所给文本:
%%

一个SQL里面的一个子查询和物化视图的定义相同,但是这个SQL却不能用物化视图来透明改写,请问为什么呢?

一个SQL里面的一个子查询和物化视图的定义相同,但是这个SQL却不能用物化视图来透明改写,请问为什么呢?

物化视图定义:

‘root’@hivessbtest Thu Jan 4 21:17:41 2024>create materialized view default_catalog.hiveviewtestdb.mv8212 PARTITION BY lo_orderdate DISTRIBUTED BY HASH(LO_ORDERDATE) REFRESH async START (‘2024-01-04 21:18:00’) every (interval 10 minute) as select
-> p_brand,
-> LO_ORDERDATE,
-> sum(LO_REVENUE) as revenue_sum
-> from
-> P_LINEORDER l
-> left join part p on l.LO_PARTKEY = p.P_PARTKEY
-> group by
-> p_brand,
-> LO_ORDERDATE;
Query OK, 0 rows affected (0.02 sec)

%%

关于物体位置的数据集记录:
%%

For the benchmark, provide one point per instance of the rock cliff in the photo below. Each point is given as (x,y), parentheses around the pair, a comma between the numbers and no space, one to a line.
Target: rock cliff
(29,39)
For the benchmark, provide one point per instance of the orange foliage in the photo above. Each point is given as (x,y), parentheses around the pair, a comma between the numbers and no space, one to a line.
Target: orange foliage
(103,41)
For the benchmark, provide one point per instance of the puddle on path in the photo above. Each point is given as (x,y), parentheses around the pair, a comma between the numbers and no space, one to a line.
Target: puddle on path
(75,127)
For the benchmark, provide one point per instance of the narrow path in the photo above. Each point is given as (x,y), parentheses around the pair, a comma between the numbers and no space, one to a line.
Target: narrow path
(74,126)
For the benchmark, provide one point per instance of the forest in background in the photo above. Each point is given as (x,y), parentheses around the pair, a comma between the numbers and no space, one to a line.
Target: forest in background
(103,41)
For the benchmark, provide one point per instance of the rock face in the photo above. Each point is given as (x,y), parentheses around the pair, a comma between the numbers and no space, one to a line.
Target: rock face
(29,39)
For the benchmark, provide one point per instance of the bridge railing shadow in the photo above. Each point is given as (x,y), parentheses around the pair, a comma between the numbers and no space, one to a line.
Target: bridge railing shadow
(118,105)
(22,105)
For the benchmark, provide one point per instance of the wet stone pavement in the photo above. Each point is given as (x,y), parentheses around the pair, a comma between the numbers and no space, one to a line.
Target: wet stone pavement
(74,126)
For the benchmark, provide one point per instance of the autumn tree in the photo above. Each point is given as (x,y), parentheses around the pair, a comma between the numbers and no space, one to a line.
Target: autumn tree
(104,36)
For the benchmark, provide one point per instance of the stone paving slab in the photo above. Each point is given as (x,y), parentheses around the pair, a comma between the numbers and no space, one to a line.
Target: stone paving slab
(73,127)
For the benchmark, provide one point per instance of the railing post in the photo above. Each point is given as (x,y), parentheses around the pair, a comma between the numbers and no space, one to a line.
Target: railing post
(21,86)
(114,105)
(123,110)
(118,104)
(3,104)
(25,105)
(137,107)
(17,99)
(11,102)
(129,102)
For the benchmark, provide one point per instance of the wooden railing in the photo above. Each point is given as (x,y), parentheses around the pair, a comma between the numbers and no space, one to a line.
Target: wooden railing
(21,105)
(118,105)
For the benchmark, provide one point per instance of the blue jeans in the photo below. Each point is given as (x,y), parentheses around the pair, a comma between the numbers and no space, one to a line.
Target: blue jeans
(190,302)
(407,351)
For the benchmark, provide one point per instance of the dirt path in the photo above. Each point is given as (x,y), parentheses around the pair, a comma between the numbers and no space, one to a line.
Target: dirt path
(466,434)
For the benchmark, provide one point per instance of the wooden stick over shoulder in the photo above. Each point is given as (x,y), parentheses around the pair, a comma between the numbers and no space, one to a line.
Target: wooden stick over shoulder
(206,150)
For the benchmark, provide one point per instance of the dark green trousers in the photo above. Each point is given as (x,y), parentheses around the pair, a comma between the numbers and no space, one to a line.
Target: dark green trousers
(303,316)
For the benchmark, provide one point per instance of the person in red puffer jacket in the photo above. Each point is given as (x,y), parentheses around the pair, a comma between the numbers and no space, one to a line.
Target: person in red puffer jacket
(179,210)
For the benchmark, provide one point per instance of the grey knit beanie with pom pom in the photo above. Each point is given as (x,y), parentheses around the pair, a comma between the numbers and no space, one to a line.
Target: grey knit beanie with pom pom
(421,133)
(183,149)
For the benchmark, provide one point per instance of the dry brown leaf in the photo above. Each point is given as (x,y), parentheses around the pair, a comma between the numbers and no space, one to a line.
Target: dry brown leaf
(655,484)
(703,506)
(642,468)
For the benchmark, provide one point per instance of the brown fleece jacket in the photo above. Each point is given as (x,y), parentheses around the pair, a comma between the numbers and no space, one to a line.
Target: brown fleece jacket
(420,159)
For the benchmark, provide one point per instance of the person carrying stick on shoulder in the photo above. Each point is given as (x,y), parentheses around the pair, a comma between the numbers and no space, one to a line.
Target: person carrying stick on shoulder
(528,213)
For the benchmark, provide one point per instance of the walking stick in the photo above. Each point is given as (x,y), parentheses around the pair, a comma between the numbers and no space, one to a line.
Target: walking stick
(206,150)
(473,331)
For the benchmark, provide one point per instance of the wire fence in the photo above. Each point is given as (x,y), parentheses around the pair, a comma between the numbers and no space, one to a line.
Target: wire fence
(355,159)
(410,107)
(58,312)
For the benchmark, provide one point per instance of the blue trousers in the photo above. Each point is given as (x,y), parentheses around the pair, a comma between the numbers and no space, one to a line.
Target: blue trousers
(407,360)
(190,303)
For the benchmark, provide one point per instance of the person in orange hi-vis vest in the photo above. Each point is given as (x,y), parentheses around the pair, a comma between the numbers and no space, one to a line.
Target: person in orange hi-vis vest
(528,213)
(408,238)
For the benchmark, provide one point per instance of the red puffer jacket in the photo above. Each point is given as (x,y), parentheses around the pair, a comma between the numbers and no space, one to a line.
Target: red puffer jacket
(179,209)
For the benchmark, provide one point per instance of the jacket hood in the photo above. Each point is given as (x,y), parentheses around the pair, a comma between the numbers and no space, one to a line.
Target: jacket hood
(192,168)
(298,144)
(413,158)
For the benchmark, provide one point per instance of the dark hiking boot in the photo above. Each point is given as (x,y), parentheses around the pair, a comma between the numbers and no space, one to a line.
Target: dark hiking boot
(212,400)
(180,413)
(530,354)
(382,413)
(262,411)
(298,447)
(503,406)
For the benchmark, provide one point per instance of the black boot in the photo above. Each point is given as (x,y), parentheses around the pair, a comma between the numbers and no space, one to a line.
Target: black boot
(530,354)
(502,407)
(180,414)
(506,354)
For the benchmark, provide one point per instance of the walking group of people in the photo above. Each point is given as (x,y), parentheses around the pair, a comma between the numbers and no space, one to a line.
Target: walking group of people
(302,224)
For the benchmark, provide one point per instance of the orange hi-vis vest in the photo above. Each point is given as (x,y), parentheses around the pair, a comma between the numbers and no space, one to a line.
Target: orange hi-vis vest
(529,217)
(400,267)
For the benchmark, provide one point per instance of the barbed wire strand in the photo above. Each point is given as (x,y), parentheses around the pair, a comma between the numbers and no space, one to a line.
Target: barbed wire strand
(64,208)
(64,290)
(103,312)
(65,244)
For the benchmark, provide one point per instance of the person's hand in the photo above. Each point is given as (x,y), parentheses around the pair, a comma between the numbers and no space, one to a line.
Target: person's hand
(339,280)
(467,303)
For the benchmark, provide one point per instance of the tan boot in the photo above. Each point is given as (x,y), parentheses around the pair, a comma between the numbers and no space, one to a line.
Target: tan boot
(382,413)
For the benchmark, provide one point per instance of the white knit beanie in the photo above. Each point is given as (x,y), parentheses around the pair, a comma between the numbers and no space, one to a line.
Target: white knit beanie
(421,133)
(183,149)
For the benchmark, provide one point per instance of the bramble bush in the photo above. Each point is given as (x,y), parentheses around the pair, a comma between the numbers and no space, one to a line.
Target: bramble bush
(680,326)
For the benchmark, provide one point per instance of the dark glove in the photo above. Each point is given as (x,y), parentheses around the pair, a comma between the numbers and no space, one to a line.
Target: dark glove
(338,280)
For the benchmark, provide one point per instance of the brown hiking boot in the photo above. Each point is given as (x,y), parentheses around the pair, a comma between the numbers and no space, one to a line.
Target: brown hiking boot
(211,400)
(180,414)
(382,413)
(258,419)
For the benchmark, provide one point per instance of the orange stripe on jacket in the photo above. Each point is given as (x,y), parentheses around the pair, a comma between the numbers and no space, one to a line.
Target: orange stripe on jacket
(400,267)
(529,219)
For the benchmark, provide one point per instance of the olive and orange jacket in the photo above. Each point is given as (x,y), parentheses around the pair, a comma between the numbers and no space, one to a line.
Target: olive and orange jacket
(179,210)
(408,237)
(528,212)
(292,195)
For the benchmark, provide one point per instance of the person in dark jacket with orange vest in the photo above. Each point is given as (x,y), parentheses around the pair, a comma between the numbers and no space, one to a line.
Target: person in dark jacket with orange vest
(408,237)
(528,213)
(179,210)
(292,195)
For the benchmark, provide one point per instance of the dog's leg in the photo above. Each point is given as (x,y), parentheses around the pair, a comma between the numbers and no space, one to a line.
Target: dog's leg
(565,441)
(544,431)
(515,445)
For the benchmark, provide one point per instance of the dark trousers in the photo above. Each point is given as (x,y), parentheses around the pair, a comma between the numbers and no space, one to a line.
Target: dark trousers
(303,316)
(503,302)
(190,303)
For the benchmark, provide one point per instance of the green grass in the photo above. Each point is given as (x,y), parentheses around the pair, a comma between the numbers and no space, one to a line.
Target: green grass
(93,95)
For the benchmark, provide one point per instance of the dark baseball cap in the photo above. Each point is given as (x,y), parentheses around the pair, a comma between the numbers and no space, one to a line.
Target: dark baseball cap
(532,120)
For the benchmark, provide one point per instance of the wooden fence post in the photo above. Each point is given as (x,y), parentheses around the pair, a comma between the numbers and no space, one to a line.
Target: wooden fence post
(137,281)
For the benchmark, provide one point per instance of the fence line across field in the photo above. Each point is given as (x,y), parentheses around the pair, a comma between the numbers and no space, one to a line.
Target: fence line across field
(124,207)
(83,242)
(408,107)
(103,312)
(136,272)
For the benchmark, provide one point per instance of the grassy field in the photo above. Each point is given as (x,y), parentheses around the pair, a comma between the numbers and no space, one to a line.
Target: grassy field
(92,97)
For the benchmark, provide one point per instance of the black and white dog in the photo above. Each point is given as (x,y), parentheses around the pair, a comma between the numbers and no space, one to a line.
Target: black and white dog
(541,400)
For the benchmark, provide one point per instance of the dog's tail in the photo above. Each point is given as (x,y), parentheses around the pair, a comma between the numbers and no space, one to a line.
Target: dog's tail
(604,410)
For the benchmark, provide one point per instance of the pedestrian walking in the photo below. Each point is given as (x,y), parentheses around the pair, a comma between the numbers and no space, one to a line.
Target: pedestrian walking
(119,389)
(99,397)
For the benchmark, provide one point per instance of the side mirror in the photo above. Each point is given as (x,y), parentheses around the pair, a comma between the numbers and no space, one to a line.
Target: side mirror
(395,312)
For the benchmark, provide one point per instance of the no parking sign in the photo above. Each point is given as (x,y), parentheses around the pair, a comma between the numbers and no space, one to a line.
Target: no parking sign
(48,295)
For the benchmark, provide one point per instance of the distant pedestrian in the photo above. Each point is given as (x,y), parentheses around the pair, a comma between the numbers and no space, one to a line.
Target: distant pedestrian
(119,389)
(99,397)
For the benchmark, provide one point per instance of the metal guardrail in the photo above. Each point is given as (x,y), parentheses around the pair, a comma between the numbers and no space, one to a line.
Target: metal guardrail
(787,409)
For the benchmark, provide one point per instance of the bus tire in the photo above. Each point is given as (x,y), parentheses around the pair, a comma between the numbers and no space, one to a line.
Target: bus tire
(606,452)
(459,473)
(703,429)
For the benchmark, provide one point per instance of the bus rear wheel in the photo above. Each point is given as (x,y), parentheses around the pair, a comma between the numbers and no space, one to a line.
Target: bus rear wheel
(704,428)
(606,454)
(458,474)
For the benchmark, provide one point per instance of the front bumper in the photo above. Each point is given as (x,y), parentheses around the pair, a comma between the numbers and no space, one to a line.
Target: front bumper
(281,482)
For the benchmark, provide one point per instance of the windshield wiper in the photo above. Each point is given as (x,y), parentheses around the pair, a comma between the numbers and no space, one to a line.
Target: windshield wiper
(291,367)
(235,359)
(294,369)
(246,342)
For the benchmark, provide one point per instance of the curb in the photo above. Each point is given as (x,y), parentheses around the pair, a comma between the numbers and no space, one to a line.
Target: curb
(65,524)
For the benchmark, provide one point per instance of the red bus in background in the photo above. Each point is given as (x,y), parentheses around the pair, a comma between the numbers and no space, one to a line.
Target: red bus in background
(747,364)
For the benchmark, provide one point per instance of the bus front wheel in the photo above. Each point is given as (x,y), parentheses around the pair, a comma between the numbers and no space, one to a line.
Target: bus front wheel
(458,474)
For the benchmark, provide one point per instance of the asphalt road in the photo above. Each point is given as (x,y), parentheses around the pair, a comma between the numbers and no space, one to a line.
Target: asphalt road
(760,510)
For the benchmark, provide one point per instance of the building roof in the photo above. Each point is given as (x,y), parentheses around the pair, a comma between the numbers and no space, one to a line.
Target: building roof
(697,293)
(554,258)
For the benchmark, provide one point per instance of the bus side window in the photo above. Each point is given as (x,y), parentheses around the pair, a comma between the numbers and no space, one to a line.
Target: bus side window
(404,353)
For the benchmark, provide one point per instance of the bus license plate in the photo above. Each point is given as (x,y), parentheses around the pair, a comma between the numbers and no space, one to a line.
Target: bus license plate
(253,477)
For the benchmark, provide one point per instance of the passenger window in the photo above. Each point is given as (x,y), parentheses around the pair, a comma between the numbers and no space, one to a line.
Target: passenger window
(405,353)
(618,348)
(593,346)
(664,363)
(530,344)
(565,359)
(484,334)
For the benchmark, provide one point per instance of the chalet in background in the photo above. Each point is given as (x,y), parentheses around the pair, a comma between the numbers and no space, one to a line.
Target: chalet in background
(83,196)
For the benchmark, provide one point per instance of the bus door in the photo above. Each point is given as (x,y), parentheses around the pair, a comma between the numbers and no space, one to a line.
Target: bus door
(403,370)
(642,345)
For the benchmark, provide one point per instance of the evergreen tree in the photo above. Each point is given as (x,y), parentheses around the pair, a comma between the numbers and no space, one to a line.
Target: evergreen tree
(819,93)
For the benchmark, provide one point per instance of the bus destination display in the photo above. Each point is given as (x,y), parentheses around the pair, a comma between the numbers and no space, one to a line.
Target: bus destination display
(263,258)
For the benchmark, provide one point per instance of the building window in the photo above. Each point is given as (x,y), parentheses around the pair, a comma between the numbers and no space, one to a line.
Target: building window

%%

待完成任务:
[a] 在这篇关于物化视图透明改写的帖子里,找出物化视图定义中 select 子句列出的所有输出列,逐一写下。
[b] 根据物化视图透明改写的帖子,这个物化视图每隔多久刷新一次?
[c] 请接着物化视图透明改写的帖子最后一句往下续写。

参考答案:
[a] p_brand、LO_ORDERDATE、sum(LO_REVENUE) as revenue_sum

[b] 每 10 分钟刷新一次。

[c]
物化视图已经刷新

‘root’@hivessbtest Mon Jan 8 16:57:38 2024>select * from default_catalog.information_schema.task_runs where DATABASE = ‘hiveviewtestdb’ and CREATE_TIME >= ‘2024-01-08 15:00:00’ and DEFINITION like ‘%mv8212%’ order by create_time desc limit 1\G
*************************** 1. row ***************************
QUERY_ID: a03576d9-ae02-11ee-9d33-5e9962dd9b0e
TASK_NAME: mv-1102449
CREATE_TIME: 2024-01-08 16:47:59
FINISH_TIME: 2024-01-08 16:50:19
STATE: SUCCESS
DATABASE: hiveviewtestdb
DEFINITION: insert overwrite mv8212 SELECT hive.hivessbtest.p.p_brand, hive.hivessbtest.l.LO_ORDERDATE, sum(hive.hivessbtest.l.LO_REVENUE) AS revenue_sum
FROM hive.hivessbtest.P_LINEORDER AS l LEFT OUTER JOIN hive.hivessbtest.part AS p ON hive.hivessbtest.l.LO_PARTKEY = hive.hivessbtest.p.P_PARTKEY
GROUP BY hive.hivessbtest.p.p_brand, hive.hivessbtest.l.LO_ORDERDATE
EXPIRE_TIME: 2024-01-09 16:47:59
ERROR_CODE: 0
ERROR_MESSAGE: NULL
PROGRESS: 100%
EXTRA_MESSAGE: {“forceRefresh”:false,“mvPartitionsToRefresh”:[],“refBasePartitionsToRefreshMap”:{},“basePartitionsToRefreshMap”:{}}
PROPERTIES: {“mvId”:“1102449”,“replication_num”:“1”,“in_memory”:“false”}
1 row in set (4.13 sec)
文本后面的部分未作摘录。